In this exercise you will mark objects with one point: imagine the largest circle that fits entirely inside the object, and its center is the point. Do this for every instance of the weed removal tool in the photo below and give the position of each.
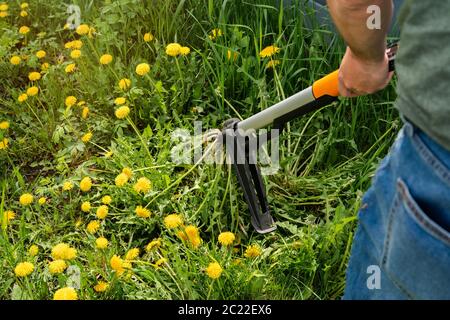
(322, 93)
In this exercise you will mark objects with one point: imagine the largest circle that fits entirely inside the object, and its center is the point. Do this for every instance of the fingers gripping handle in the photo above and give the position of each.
(329, 85)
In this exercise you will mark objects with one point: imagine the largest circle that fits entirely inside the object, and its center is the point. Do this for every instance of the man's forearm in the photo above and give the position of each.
(351, 16)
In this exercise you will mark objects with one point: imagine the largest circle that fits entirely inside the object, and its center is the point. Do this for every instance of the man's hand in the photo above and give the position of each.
(365, 67)
(359, 77)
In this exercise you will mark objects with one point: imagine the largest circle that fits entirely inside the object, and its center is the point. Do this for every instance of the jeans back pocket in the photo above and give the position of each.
(417, 250)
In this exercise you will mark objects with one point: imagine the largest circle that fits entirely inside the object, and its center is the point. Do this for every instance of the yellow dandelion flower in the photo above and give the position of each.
(125, 84)
(65, 294)
(142, 69)
(10, 215)
(78, 223)
(82, 29)
(215, 33)
(116, 263)
(101, 243)
(102, 212)
(120, 101)
(26, 199)
(87, 137)
(101, 286)
(142, 212)
(32, 91)
(85, 113)
(4, 125)
(34, 76)
(173, 221)
(75, 54)
(15, 60)
(173, 49)
(214, 270)
(148, 37)
(191, 232)
(86, 183)
(93, 227)
(143, 185)
(67, 186)
(92, 32)
(226, 238)
(121, 180)
(63, 251)
(132, 254)
(57, 266)
(108, 154)
(253, 251)
(128, 172)
(41, 54)
(106, 59)
(45, 66)
(70, 101)
(182, 235)
(193, 236)
(272, 64)
(23, 97)
(33, 250)
(107, 200)
(184, 51)
(24, 269)
(156, 243)
(4, 144)
(122, 112)
(160, 262)
(232, 55)
(24, 30)
(269, 51)
(86, 206)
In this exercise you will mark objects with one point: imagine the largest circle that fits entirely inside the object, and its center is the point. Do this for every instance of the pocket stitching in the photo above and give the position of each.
(394, 208)
(428, 225)
(441, 170)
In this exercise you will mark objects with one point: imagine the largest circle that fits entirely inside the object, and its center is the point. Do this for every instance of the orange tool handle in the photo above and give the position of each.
(327, 86)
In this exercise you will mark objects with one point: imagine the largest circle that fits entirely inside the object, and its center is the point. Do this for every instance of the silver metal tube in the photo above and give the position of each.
(267, 116)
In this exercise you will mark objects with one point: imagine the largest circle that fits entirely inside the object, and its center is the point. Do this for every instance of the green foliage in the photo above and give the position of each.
(328, 158)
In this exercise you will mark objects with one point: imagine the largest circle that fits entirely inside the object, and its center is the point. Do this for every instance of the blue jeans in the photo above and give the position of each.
(401, 249)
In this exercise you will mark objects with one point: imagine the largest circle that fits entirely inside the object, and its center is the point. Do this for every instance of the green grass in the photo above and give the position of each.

• Task to carry out
Please return every line above word for word, leaving out the picture.

• Written reply
In this exercise you will mark objects with one point: imagine the largest circle that fits entirely inside the object, and its center is the point. Do this for every instance of the weed removal tool in the photo below and give the position of each.
(322, 93)
In this exercise you will mark objects with one point: imagine the largest circle that fits entirely inside the object, and its center is the point. Do this for every instance of the fingers gripping handle in the photo above and give the position of each.
(329, 85)
In this exercise you will mark objects with one point: imagine the largest circle that fits entirely inside the object, and its center is the point. Do this for every instance of the man's forearm in the photo above and give the position of each.
(351, 16)
In this exercise you will mark objects with one point: imagine the largest circle that fits entirely inside the object, and its center is the point. Do this for every instance of the man's hand in the photo above and give the position of each.
(365, 67)
(359, 77)
In this exercise you will mark objects with one point: imagine the largest circle that fits entirely inside the object, and its center is the point. Do this for every instance of the jeans back pocket in the photo above and give the position of each.
(417, 250)
In this exercise you will mark objects with one point: imagine the largest circle that fits entirely inside the object, and its center is the point. Do this for every instance of the yellow dandelion flower in the photo above and give the position of each.
(125, 84)
(65, 294)
(142, 69)
(10, 215)
(78, 223)
(82, 29)
(215, 33)
(116, 263)
(101, 243)
(102, 212)
(120, 101)
(26, 199)
(87, 137)
(101, 286)
(142, 212)
(32, 91)
(85, 113)
(4, 125)
(34, 76)
(173, 221)
(75, 54)
(15, 60)
(173, 49)
(214, 270)
(148, 37)
(191, 232)
(86, 183)
(93, 227)
(143, 185)
(67, 186)
(92, 32)
(226, 238)
(121, 180)
(63, 251)
(132, 254)
(57, 266)
(108, 154)
(253, 251)
(128, 172)
(41, 54)
(106, 59)
(45, 66)
(70, 101)
(182, 235)
(193, 236)
(272, 64)
(23, 97)
(33, 250)
(107, 200)
(184, 51)
(24, 269)
(156, 243)
(4, 144)
(122, 112)
(160, 262)
(232, 55)
(24, 30)
(269, 51)
(86, 206)
In this exercise you will mark objects with one point: imagine the largest circle that fits entirely inside the object, and its center is the point. Do this for every instance of the pocket stitching in the photo above and give the position of each.
(394, 208)
(428, 225)
(441, 170)
In this exercise you will mark objects with one point: imagine the largest circle that fits entirely inside the object, and its center is the point. Do this for every instance of the orange tool handle in the photo above and give the position of each.
(327, 86)
In this exercise you will mark objects with one point: imagine the largest circle that fits entirely inside the object, and its center is the point. Do this for every instance of the silver metal tube in the photo above and give the position of each.
(267, 116)
In this exercise you will mark objects with one point: imagine the largest circle that fits entirely inside the object, and its center is the point. Do this for every instance of the green foliage in the photo above and give the position of each.
(328, 158)
In this exercise you will mark objects with one point: imagine the largest circle that fits entirely inside the object, and its center is the point. Do this for every instance of the blue jeans in the photo above and give the position of each.
(401, 249)
In this exercise you will mark objects with one point: imagine the largest circle that fits entirely inside the object, and its center is the point. Do this for every instance of the green grass in the photo above and give the position of each.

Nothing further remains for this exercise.